**Trecho citado:**
• • • • •

Não é de admirar que o comércio da fé recrudesça num terreno de baixo teor teológico. Isso porque os incautos e aqueles que têm pouco conhecimento doutrinário não põem a sua fé firmada nas doutrinas centrais da Palavra de Deus como justificação, expiação e santificação. Se a base e a motivação da fé não está na salvação de Deus em Cristo Jesus, resta ter, como espiritualidade e propósito de fé, a prosperidade e a riqueza. Esses buscam nos atos proféticos e nas várias campanhas, que enricam os pastores televisivos, alimentando mais as suas próprias ganâncias e avareza, pois eles querem, apenas, sair de seus problemas, não querem nenhum compromisso com Deus e as consequências desse compromisso (2Co 2.13,14;17).

Acrescentado a esse comércio, vem a criação e aceitação do título de “apóstolo” e “patriarca” (veja meu texto sobre isso). No entanto, é muito estranho que no século XX e XXI tenha aparecido esse título na igreja, pois não há nenhum registro nos escritos dos Pais da Igreja Cristã que eles foram chamados de apóstolos, se não, os genuínos apóstolos do NT ou os hereges que se autointitulavam como alguns da igreja de Éfeso (Ap 2.2), Marcion, Arion e outros. Portanto, o comércio da fé e a aceitação desses mercadores demonstram um baixo conhecimento doutrinário.

A consequência disso é o que o Pr. Paulo Romero escreveu em seu livro: “Decepcionados com a Graça” que muitas pessoas estão frustradas e têm abandonado a esperança na pregação na igreja por causa de falsas promessas e de falácias vindas de uma interpretação errada na Bíblia.

5.     A ênfase de temas organizacionais e administrativos em detrimento aos temas doutrinários

Hoje em dia, acontece uma síndrome interessante que poucos notam. Os congressos de pastores e obreiros ou mestres evidenciam mais a parte organizacional e administrativa que a doutrinária. Os temas doutrinários são esquecidos e quase nem tocados. Eu pesquisei alguns temas de congressos na internet e, com exceção do congresso Fiel, Consciência Cristã e Vida Nova, que são exemplos, os temas vão de como administrar a sua vida, a igreja, a casa, as finanças, pastoreio de pastores etc, mas nenhum tema doutrinário. Diga-se de passagem que são assuntos importantes, mas o problema é que estão fazendo o edifício começando das paredes e esquecendo o alicerce. Como falar de administração da vida ou da igreja se não se tem o conhecimento amplo sobre a doutrina da graça, da justificação, salvação, juízo, disciplina de Deus, doutrina da Trindade e outras? Afinal de contas a administração é totalmente relativa à várias motivações do que conheço sobre Deus, salvação e da graça, pois ninguém pode dizer como eu administro a minha vida; exceto, a Bíblia que tem princípios como devo viver. Isso é o bastante. A administração fica por conta de cada um.

• • • • •

(Linhas contidas em um conjunto de dados)
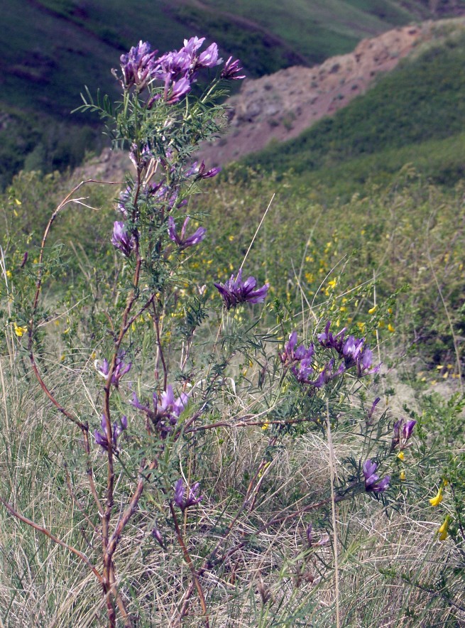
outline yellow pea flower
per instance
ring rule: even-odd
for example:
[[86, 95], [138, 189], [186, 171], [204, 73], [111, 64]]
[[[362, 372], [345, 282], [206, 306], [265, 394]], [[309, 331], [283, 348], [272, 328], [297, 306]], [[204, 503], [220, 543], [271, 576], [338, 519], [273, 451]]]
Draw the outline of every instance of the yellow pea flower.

• • • • •

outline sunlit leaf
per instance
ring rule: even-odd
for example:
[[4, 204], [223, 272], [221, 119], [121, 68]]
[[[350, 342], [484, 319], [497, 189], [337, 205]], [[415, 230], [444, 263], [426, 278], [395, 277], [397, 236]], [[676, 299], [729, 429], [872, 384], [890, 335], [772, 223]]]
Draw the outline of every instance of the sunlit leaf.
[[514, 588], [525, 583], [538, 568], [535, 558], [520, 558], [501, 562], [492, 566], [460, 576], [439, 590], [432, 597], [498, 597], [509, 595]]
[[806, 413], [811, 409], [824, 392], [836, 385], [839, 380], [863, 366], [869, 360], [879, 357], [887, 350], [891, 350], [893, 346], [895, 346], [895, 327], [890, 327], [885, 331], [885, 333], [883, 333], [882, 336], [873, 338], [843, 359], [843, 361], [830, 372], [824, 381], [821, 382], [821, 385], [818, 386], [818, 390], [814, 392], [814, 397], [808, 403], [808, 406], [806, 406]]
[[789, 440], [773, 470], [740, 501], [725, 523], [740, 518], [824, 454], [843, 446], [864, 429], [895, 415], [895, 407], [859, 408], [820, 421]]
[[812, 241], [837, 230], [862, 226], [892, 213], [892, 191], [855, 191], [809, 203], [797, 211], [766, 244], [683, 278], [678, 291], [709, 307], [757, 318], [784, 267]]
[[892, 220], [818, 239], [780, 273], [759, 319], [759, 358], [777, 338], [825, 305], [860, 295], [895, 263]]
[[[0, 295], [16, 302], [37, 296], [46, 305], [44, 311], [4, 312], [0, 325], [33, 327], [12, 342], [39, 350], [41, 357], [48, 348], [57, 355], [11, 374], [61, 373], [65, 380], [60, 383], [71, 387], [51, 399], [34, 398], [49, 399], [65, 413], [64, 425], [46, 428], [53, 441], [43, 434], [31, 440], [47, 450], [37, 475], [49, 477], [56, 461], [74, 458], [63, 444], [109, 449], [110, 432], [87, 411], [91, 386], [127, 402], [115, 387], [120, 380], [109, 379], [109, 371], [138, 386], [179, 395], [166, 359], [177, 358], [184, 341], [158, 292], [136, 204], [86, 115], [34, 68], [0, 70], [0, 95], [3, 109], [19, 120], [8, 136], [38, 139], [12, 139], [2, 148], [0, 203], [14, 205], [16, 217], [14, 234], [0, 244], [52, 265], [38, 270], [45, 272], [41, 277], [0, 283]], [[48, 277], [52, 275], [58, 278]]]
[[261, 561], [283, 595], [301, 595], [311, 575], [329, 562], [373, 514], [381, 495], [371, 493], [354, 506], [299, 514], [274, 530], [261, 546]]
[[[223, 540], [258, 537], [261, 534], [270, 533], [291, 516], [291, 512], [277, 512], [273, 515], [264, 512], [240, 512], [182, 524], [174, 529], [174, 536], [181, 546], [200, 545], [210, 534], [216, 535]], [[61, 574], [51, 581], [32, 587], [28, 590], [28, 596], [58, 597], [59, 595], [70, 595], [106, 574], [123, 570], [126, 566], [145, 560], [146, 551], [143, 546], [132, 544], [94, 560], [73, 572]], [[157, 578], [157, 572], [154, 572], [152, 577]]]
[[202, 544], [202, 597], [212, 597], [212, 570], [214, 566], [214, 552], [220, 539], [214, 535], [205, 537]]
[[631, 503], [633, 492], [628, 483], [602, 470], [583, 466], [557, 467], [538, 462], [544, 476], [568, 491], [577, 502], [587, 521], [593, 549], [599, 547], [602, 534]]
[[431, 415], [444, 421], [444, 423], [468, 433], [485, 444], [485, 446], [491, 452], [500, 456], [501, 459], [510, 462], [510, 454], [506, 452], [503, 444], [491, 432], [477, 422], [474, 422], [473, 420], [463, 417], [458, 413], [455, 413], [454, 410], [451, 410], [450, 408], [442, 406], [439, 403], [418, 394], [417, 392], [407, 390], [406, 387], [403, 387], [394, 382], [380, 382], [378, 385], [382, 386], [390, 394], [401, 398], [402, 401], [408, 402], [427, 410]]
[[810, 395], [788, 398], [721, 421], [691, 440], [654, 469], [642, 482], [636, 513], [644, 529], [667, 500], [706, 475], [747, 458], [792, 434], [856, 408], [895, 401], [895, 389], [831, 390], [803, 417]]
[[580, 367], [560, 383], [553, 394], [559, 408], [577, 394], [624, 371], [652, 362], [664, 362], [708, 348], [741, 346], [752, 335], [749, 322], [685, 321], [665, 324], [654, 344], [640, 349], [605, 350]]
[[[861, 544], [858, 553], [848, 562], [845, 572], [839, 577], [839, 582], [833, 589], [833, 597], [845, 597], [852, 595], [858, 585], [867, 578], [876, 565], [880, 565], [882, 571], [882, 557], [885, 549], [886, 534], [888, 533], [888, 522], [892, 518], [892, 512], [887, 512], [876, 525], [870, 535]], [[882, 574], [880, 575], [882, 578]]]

• • • • •

**O problema:**
Substitua "mercadores" por "negociantes" e transcreva o trecho sobre o comércio da fé, começando nas palavras "Acrescentado a esse" e parando depois de "errada na Bíblia.".

**Resposta:**
Acrescentado a esse comércio, vem a criação e aceitação do título de “apóstolo” e “patriarca” (veja meu texto sobre isso). No entanto, é muito estranho que no século XX e XXI tenha aparecido esse título na igreja, pois não há nenhum registro nos escritos dos Pais da Igreja Cristã que eles foram chamados de apóstolos, se não, os genuínos apóstolos do NT ou os hereges que se autointitulavam como alguns da igreja de Éfeso (Ap 2.2), Marcion, Arion e outros. Portanto, o comércio da fé e a aceitação desses negociantes demonstram um baixo conhecimento doutrinário.

A consequência disso é o que o Pr. Paulo Romero escreveu em seu livro: “Decepcionados com a Graça” que muitas pessoas estão frustradas e têm abandonado a esperança na pregação na igreja por causa de falsas promessas e de falácias vindas de uma interpretação errada na Bíblia.